__Instruction__: Please copy the stretch of items from the start through the line that contains "point(1135, 442)", reproducing every line in it and nothing beyond. Shift each coordinate in the answers by adding 26, and leave all other numbers as they are.
— start of Source records —
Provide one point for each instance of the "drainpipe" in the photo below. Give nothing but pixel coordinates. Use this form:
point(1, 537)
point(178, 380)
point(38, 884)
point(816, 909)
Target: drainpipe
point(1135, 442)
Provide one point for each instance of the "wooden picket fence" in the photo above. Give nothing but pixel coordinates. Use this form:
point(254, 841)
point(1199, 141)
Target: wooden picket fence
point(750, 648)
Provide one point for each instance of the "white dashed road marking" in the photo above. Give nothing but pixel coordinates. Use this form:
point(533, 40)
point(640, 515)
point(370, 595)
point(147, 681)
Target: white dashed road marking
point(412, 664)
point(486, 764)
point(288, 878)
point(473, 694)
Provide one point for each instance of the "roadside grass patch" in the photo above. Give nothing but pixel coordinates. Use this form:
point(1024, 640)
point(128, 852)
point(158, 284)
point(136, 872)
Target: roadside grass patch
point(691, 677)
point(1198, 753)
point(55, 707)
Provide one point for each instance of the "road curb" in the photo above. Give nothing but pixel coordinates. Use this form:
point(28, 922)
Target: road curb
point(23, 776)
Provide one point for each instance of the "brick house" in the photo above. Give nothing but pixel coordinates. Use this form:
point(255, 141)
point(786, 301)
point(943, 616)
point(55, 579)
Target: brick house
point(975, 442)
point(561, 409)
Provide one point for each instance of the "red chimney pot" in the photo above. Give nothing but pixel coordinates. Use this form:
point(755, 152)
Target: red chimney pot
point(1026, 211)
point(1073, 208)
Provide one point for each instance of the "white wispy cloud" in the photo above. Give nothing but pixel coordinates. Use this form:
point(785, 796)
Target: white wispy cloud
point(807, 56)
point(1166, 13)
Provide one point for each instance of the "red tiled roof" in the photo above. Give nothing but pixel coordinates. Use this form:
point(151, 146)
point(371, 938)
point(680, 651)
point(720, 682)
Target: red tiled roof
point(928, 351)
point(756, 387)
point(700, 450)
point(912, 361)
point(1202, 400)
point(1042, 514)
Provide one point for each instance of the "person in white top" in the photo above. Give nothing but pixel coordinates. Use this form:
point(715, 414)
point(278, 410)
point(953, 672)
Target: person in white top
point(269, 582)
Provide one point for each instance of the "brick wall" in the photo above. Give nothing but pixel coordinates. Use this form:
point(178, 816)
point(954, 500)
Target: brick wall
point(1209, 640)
— end of Source records —
__Result of the exercise__:
Provide one point for each instance of the "drainpipe" in the photo below. Give nothing but pixel coordinates. Use this form:
point(1, 537)
point(178, 380)
point(38, 884)
point(816, 909)
Target: drainpipe
point(1161, 468)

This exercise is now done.